Exercise instructions:
Find every line in the listing below that contains the word "painted", matching case exactly, and copy each of those lines in full.

-- START Exercise material --

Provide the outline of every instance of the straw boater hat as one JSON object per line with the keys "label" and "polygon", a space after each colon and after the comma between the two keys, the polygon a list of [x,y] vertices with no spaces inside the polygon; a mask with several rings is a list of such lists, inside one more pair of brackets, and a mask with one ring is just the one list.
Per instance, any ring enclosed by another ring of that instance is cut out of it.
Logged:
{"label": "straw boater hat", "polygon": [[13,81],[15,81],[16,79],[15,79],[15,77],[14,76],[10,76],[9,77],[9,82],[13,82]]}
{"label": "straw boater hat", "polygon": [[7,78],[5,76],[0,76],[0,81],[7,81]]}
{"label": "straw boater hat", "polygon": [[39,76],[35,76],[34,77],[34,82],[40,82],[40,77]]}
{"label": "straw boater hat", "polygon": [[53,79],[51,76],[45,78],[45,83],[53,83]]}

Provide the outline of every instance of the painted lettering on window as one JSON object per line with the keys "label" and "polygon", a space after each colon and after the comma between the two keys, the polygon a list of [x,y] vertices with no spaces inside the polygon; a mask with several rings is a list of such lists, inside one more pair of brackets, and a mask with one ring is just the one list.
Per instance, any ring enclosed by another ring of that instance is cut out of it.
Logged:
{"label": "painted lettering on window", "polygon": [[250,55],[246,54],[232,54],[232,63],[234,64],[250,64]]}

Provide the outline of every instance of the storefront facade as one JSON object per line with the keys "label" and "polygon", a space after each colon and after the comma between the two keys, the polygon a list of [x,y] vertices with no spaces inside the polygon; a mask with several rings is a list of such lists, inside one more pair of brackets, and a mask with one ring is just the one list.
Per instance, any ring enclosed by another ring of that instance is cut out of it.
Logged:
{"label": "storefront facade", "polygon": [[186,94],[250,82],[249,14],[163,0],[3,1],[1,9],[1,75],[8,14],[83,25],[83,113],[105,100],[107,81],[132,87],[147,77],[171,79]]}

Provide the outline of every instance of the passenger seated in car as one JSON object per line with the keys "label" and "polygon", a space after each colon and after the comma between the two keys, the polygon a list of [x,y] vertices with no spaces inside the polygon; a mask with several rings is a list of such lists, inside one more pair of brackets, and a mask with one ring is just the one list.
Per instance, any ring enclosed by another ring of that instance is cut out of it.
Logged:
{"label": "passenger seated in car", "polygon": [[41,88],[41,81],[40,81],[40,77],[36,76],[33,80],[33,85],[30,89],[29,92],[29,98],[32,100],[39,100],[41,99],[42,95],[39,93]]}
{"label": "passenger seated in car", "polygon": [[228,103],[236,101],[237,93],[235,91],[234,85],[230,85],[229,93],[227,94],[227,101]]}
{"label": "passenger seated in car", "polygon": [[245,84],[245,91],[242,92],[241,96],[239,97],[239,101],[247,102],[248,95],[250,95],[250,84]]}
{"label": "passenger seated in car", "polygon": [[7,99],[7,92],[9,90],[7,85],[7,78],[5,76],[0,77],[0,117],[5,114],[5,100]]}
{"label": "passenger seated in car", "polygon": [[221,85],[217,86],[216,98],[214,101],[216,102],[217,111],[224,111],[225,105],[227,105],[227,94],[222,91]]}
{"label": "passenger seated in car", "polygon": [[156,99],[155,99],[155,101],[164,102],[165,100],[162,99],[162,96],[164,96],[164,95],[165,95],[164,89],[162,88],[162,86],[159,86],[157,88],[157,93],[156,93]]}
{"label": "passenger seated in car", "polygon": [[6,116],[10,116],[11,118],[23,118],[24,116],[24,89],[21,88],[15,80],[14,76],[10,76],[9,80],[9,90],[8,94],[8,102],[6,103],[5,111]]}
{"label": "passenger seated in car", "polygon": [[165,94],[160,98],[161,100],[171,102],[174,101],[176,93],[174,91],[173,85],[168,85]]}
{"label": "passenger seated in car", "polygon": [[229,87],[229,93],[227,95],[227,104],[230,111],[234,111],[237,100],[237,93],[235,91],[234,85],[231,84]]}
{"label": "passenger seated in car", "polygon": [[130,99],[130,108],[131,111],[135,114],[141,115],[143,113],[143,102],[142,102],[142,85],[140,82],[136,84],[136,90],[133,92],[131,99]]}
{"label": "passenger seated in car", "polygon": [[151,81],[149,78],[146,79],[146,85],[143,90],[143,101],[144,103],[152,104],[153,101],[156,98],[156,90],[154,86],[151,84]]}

-- END Exercise material --

Exercise output:
Provide the outline of every instance of the painted lettering on window as one JSON object per line with the keys "label" and "polygon", a space after each colon and after the comma between the two keys, the polygon a list of [x,y] vertices with no spaces inside the polygon; a mask with several rings is a list of such lists, inside one more pair of brackets, and a mask with one ring is just the one list.
{"label": "painted lettering on window", "polygon": [[250,55],[246,54],[232,54],[232,63],[234,64],[250,64]]}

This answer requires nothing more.